TASK ITEM
Please give the data again in full, exactly as provided.

Stored items
━━━━━━━━━━━━━━━━━━━━━━━━━━━━━━

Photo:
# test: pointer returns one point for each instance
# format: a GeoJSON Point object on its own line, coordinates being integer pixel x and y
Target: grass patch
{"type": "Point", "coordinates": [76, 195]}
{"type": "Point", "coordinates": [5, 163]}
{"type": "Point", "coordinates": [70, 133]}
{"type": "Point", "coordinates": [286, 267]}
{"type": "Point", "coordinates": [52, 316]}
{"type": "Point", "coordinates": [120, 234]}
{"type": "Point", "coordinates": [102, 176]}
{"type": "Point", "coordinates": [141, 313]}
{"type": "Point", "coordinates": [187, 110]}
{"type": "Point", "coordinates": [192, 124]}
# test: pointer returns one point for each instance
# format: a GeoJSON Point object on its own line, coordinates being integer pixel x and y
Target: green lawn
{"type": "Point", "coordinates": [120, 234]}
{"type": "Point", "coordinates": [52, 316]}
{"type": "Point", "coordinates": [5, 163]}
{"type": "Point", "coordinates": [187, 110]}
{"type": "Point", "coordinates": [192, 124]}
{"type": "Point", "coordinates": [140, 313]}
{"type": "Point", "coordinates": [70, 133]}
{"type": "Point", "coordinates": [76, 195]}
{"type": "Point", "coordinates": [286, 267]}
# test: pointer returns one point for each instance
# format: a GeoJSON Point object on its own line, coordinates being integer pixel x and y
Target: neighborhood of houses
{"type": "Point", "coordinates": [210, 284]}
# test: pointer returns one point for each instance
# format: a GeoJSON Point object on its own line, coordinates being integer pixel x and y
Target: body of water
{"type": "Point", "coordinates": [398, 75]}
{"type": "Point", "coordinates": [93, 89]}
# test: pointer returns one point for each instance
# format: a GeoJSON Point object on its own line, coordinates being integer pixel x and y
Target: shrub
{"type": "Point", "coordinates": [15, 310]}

━━━━━━━━━━━━━━━━━━━━━━━━━━━━━━

EXERCISE OUTPUT
Photo:
# test: pointer returns one point for each instance
# format: a GeoJSON Point object on its own line, coordinates being integer pixel x and y
Target: grass patch
{"type": "Point", "coordinates": [76, 195]}
{"type": "Point", "coordinates": [5, 163]}
{"type": "Point", "coordinates": [70, 133]}
{"type": "Point", "coordinates": [286, 267]}
{"type": "Point", "coordinates": [52, 316]}
{"type": "Point", "coordinates": [120, 234]}
{"type": "Point", "coordinates": [102, 176]}
{"type": "Point", "coordinates": [141, 313]}
{"type": "Point", "coordinates": [187, 110]}
{"type": "Point", "coordinates": [192, 124]}
# test: pointer returns one point for each instance
# format: a GeoJSON Point object on its own line, coordinates being integer pixel x and y
Target: green lawn
{"type": "Point", "coordinates": [120, 234]}
{"type": "Point", "coordinates": [52, 316]}
{"type": "Point", "coordinates": [5, 163]}
{"type": "Point", "coordinates": [187, 110]}
{"type": "Point", "coordinates": [192, 124]}
{"type": "Point", "coordinates": [140, 313]}
{"type": "Point", "coordinates": [70, 133]}
{"type": "Point", "coordinates": [76, 195]}
{"type": "Point", "coordinates": [286, 267]}
# test: pointer returns one point for each instance
# format: a GeoJSON Point object on its own line, coordinates being integer pixel x and y
Target: neighborhood of houses
{"type": "Point", "coordinates": [210, 284]}
# test: pointer returns one point for each instance
# format: a GeoJSON Point object on its own line, coordinates being integer pixel x and y
Target: body of water
{"type": "Point", "coordinates": [398, 75]}
{"type": "Point", "coordinates": [93, 89]}
# test: pointer returns one point for each instance
# format: a GeoJSON Point object on its own line, coordinates being integer pixel x and y
Target: shrub
{"type": "Point", "coordinates": [15, 310]}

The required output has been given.